* YOUR GOAL:
Turn the records, from the start through the line containing "[297,132,303,143]", into a two-column CSV with the header text,answer. Give one row per item, with its wording and its answer each in a single quoted field and line breaks replaced by spaces, and leave the pictures out.

* INPUT ROWS:
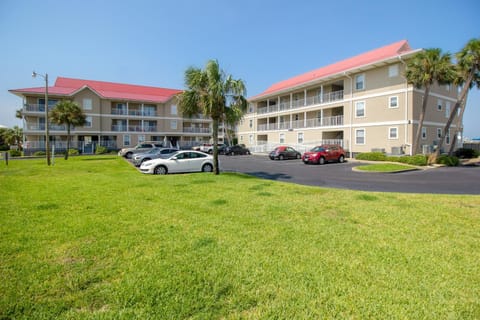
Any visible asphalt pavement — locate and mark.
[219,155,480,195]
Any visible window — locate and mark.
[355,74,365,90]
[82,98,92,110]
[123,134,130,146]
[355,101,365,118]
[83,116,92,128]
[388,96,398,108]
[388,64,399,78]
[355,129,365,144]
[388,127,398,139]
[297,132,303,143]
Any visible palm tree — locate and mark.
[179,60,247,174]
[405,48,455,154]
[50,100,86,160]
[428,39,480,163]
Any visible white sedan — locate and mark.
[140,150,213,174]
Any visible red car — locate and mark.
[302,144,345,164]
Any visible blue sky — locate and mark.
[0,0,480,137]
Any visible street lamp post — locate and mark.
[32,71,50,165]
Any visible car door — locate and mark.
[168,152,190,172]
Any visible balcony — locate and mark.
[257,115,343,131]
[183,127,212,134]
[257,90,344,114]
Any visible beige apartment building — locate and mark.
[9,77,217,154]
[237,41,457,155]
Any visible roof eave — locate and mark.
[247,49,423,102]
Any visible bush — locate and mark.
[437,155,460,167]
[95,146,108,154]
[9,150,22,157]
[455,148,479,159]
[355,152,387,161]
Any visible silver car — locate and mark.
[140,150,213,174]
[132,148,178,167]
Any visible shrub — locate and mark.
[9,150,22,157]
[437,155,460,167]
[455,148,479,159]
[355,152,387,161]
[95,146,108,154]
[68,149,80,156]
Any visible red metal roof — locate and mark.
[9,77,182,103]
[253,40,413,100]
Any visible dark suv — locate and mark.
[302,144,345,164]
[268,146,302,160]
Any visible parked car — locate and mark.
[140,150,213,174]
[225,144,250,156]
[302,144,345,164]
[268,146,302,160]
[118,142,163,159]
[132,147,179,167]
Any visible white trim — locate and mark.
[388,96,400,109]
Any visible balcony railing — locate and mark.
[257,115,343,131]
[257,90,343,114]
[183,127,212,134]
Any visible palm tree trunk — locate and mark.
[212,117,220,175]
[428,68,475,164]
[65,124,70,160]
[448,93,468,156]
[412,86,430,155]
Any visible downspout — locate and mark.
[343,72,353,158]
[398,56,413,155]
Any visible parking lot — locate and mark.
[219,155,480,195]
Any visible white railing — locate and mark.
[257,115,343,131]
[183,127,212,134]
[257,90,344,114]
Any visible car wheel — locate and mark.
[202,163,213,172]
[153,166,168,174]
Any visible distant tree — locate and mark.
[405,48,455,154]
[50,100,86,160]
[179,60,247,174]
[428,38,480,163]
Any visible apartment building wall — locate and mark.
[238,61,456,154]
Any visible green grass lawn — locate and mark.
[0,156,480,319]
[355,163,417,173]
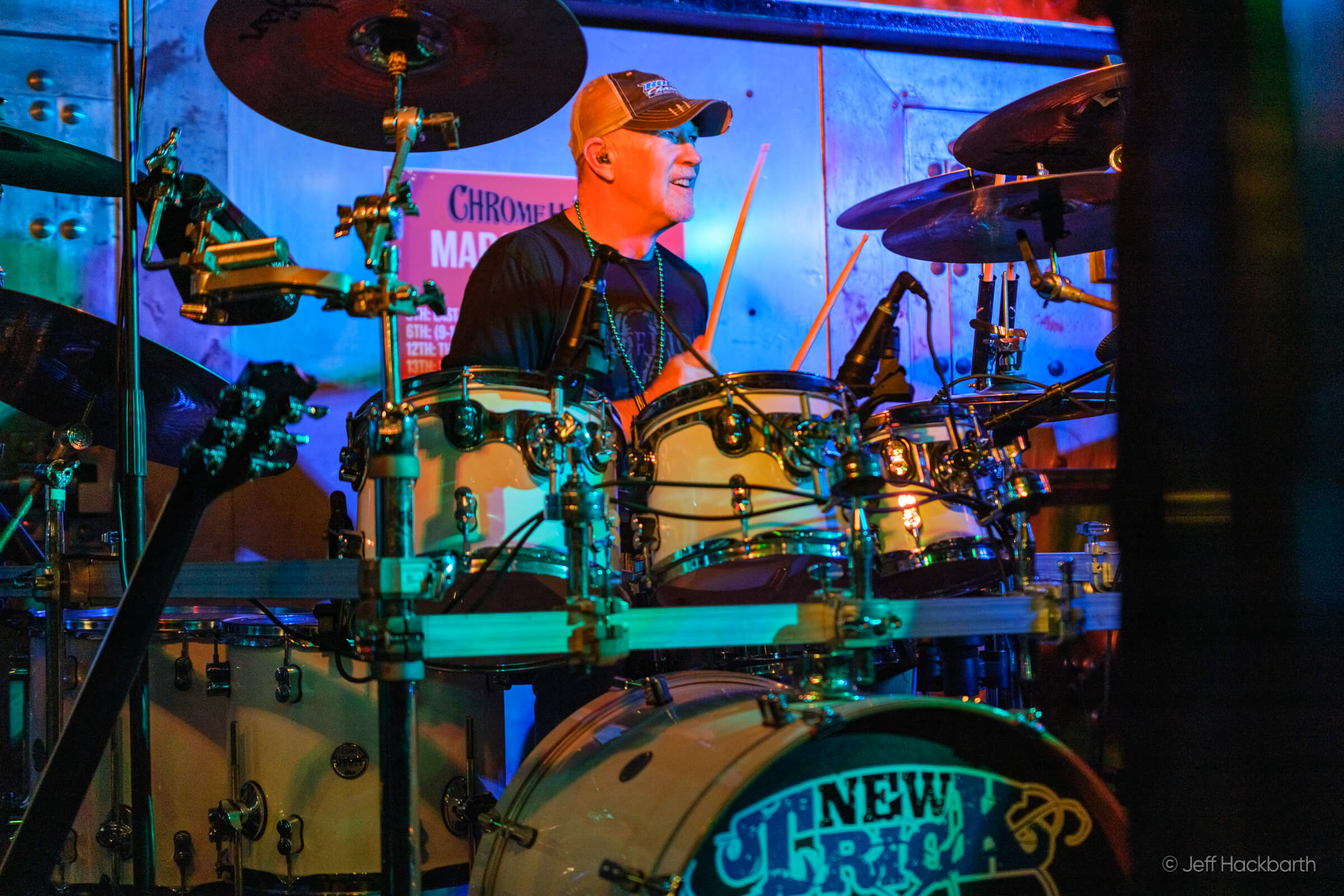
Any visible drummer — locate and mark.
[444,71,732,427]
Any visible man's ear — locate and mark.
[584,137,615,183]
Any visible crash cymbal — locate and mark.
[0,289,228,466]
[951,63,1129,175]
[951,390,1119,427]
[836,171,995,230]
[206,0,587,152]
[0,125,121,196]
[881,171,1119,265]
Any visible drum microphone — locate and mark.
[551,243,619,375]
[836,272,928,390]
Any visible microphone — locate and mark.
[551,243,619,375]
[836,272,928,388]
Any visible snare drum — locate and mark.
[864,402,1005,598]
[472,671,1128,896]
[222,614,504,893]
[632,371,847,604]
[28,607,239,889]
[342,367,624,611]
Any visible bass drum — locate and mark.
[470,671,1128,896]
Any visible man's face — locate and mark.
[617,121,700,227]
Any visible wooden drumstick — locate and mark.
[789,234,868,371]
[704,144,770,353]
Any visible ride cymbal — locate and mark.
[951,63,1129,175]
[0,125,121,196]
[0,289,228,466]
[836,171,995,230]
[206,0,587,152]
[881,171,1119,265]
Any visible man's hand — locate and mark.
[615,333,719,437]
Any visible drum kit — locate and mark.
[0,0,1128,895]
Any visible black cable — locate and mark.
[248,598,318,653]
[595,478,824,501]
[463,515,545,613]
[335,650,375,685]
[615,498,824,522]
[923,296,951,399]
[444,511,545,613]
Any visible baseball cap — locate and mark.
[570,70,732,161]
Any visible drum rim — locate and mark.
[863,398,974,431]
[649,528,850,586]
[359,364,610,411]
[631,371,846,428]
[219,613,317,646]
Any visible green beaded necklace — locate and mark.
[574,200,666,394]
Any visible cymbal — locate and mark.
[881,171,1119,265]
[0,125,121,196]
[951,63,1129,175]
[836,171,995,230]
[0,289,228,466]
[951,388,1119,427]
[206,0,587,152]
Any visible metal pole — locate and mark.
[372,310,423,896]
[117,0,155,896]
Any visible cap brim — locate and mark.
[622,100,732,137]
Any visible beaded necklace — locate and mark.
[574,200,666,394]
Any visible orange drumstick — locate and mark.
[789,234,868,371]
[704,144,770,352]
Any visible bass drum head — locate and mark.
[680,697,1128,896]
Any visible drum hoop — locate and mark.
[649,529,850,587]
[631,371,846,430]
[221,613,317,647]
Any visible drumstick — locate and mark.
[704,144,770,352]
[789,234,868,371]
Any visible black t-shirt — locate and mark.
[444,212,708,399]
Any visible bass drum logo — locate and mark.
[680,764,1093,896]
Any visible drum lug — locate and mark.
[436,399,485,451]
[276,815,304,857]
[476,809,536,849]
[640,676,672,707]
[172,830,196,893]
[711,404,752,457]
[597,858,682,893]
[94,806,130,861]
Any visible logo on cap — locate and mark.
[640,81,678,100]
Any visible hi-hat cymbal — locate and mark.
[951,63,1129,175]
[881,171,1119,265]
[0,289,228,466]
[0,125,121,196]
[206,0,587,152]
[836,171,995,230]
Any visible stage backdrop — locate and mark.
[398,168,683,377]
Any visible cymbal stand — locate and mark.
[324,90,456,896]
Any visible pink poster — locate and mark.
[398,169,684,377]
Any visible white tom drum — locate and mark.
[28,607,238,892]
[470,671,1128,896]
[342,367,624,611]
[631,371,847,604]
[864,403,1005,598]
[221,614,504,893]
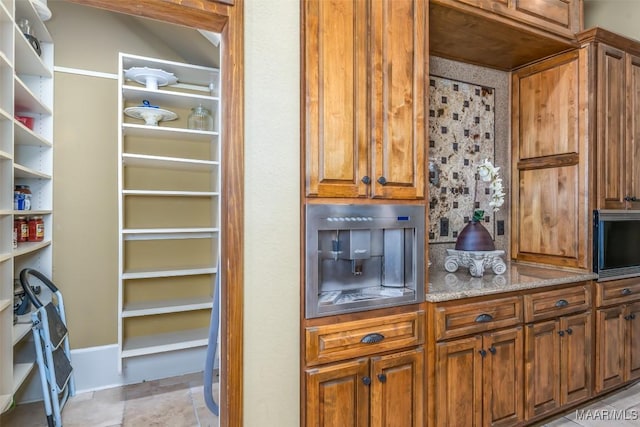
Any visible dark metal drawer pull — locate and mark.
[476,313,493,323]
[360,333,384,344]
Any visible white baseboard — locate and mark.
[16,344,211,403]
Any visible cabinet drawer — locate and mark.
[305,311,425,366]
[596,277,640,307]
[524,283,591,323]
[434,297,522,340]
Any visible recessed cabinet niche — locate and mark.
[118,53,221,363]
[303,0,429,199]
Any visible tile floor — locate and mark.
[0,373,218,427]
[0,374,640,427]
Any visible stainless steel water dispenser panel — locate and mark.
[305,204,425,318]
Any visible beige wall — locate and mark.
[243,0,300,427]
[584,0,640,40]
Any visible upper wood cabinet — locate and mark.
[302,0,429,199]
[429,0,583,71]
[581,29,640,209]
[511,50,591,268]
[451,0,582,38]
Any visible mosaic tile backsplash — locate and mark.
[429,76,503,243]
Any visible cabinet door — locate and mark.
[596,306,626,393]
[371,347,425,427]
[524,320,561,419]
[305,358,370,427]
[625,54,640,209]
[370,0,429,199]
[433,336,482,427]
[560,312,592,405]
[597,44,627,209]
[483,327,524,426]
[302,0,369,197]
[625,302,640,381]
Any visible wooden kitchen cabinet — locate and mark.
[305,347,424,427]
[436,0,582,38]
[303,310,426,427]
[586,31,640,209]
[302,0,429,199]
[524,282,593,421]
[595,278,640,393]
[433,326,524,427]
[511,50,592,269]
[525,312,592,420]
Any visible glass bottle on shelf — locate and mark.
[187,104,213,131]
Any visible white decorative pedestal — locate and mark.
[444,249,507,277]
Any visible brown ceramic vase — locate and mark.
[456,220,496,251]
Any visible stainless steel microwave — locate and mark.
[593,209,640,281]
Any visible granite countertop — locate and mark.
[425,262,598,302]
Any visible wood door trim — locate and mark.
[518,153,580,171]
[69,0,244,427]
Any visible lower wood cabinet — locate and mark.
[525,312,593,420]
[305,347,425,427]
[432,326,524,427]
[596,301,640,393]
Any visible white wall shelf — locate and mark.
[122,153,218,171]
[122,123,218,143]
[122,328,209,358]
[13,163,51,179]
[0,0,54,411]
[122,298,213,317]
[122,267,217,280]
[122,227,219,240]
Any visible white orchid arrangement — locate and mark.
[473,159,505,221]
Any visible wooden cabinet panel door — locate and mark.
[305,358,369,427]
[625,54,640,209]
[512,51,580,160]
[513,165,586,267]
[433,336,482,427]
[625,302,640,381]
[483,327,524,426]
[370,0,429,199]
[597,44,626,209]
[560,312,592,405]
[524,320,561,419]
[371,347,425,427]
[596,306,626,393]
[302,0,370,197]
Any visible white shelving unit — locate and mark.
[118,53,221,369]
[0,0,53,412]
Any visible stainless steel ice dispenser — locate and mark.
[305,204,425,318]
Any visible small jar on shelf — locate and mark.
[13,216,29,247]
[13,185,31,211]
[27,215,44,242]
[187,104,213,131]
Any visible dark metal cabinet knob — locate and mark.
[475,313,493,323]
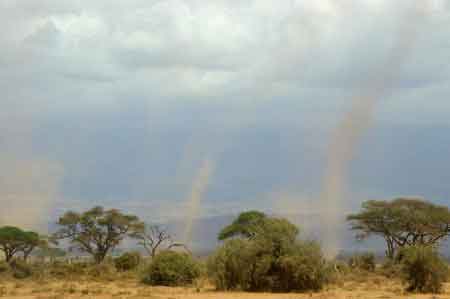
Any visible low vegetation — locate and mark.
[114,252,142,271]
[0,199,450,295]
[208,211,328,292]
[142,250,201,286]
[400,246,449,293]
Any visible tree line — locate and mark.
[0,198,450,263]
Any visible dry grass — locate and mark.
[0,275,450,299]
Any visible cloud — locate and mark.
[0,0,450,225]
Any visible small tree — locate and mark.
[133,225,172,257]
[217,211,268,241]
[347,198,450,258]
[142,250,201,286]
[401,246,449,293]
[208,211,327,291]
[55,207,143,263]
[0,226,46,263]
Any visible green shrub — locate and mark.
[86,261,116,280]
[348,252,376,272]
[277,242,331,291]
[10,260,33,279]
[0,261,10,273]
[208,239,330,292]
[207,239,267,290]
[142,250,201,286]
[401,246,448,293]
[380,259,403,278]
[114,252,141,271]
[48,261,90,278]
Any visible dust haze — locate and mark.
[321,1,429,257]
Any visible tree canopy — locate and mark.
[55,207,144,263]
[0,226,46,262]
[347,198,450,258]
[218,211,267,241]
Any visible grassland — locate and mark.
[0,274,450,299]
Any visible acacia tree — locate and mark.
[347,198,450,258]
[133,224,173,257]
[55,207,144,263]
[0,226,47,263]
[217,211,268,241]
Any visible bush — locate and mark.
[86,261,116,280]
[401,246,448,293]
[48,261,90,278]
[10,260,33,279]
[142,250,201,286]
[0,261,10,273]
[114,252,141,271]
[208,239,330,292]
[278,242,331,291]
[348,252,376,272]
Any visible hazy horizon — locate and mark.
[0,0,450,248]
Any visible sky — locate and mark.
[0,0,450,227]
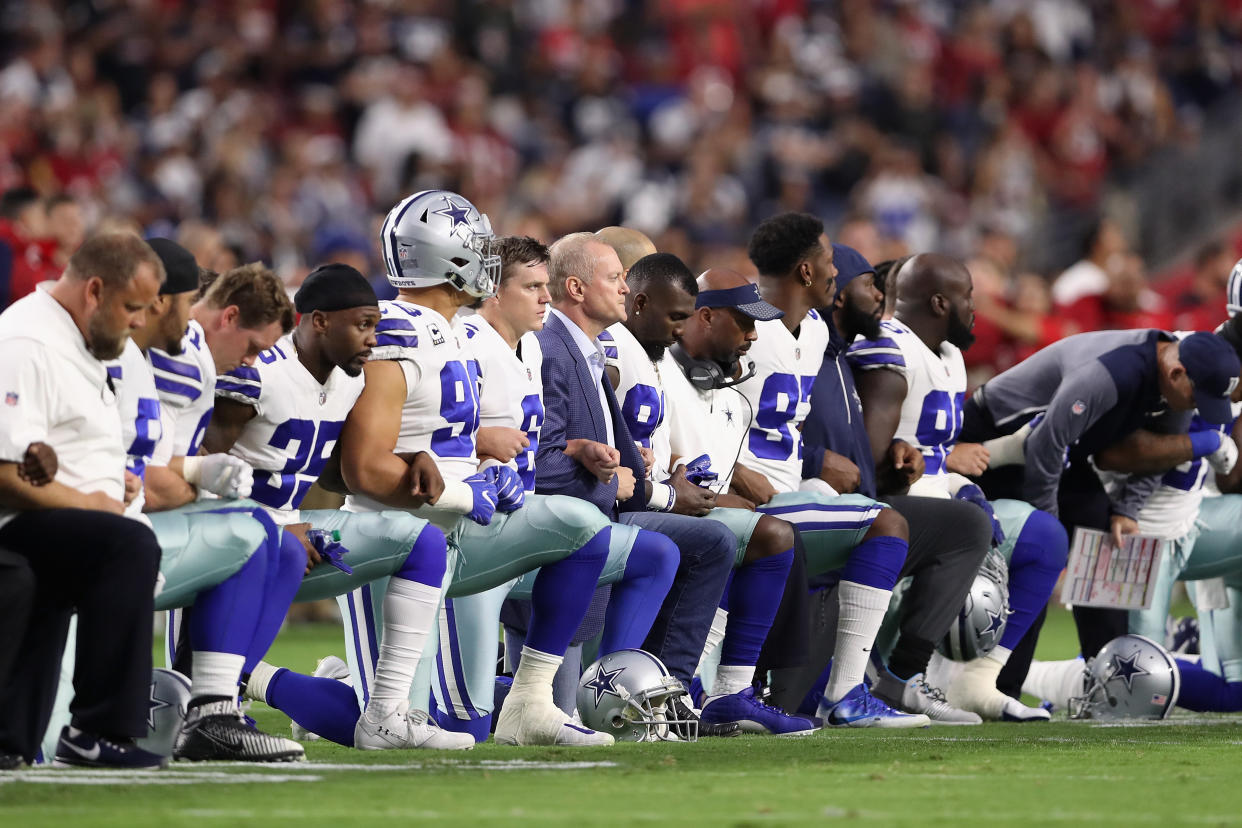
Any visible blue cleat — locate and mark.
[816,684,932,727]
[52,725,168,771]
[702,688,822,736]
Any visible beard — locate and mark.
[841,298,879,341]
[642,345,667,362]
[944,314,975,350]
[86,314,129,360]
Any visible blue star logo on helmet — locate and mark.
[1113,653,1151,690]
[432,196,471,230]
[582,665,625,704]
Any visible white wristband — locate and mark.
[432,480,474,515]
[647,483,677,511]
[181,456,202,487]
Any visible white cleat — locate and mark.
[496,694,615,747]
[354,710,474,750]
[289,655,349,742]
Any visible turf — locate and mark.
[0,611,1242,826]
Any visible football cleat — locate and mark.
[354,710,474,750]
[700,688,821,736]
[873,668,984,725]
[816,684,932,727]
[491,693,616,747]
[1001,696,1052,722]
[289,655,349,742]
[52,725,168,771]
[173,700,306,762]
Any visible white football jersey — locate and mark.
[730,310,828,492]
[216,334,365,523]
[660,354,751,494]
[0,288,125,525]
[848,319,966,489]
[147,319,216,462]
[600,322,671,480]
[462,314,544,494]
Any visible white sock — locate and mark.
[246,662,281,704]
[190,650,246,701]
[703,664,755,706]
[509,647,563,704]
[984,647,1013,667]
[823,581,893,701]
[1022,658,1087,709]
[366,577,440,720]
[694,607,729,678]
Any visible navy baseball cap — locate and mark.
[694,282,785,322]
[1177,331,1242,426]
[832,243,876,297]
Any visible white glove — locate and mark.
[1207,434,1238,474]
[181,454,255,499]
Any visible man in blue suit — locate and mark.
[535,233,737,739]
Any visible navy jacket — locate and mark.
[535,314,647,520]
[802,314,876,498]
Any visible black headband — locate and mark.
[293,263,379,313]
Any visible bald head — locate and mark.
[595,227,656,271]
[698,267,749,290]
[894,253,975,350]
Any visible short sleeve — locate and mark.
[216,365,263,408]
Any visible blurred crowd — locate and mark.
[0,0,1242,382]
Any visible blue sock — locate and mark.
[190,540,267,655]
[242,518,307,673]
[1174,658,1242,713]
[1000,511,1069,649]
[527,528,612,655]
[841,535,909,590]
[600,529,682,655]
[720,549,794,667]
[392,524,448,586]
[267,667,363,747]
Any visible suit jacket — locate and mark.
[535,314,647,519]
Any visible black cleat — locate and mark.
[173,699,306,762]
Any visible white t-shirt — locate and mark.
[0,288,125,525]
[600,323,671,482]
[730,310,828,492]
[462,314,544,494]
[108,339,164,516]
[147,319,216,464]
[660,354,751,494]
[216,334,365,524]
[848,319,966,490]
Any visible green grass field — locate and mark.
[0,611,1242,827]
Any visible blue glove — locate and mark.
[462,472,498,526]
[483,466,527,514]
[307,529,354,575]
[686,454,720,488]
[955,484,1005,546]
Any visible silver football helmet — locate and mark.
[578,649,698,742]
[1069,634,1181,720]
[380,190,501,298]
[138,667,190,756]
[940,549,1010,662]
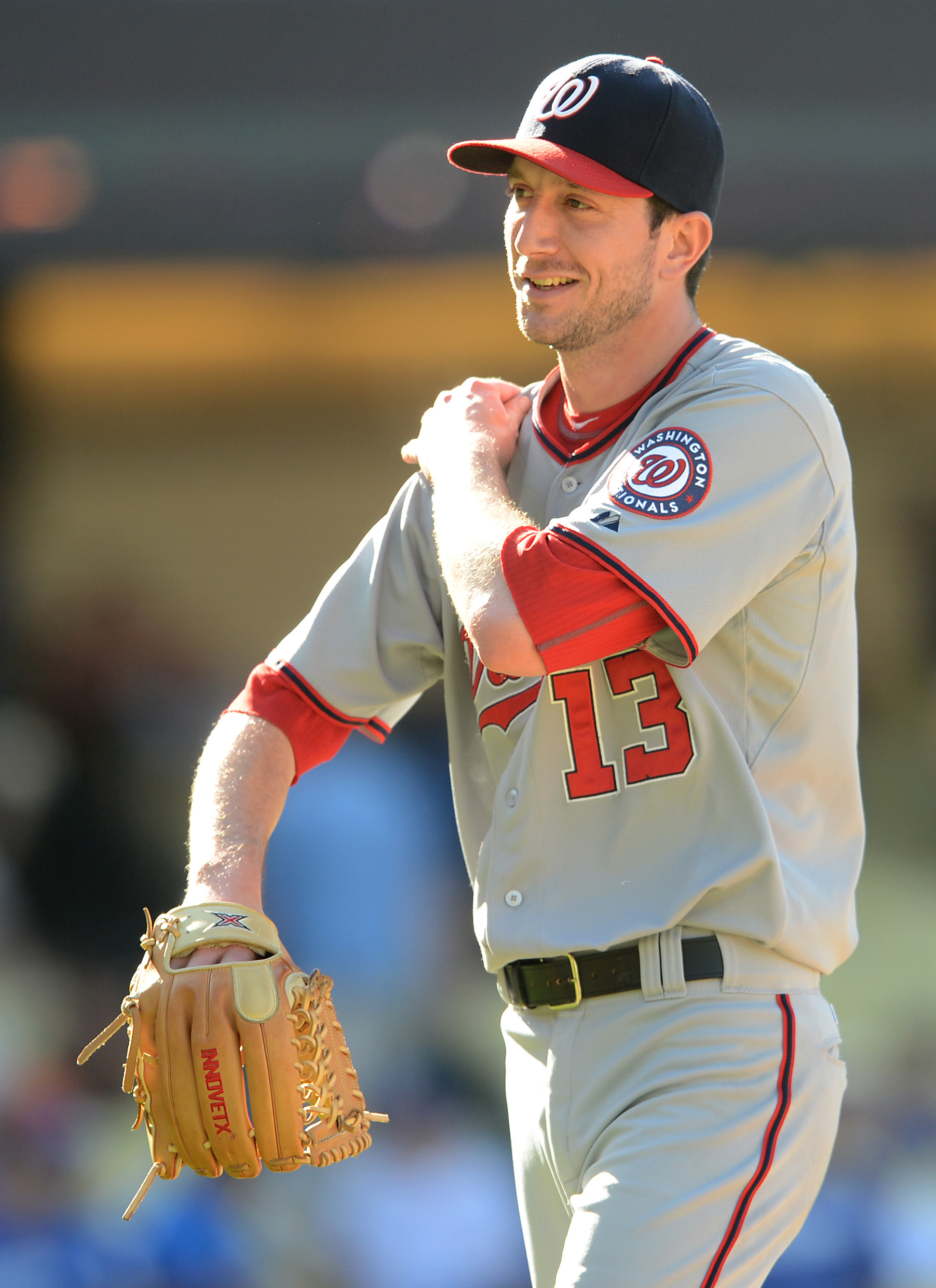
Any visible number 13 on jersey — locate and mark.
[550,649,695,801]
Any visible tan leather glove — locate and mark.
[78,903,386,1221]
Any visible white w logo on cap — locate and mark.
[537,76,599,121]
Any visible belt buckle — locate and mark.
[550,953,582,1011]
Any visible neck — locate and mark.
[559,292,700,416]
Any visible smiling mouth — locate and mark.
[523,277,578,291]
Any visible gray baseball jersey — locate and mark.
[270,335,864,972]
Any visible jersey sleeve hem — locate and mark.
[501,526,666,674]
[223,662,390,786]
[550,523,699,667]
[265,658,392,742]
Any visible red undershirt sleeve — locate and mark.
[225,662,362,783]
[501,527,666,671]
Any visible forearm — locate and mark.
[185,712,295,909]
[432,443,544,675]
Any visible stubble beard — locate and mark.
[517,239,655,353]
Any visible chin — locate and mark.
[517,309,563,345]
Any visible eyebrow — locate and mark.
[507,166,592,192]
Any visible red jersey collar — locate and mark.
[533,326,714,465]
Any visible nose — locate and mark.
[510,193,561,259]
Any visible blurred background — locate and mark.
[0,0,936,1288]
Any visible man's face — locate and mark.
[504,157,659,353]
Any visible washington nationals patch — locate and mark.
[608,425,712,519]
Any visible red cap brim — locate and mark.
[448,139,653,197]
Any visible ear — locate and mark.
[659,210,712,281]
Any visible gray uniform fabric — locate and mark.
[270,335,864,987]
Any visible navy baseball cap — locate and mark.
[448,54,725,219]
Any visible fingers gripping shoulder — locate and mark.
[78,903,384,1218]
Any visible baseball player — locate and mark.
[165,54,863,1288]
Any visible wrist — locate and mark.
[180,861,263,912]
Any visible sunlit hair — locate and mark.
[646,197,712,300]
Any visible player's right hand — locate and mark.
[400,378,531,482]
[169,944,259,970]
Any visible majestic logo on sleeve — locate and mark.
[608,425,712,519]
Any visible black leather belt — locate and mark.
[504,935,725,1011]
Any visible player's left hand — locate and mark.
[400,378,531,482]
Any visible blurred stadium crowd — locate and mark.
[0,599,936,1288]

* OUTPUT FOR THIS TASK:
text,answer
"Any visible asphalt pavement — locate and mark.","[219,155,480,195]"
"Any visible window — locate and mark.","[355,74,365,90] [82,98,92,110] [123,134,130,146] [355,101,365,118] [83,116,92,128] [388,96,398,108] [388,64,399,78] [355,129,365,144] [388,127,398,139] [297,132,303,143]"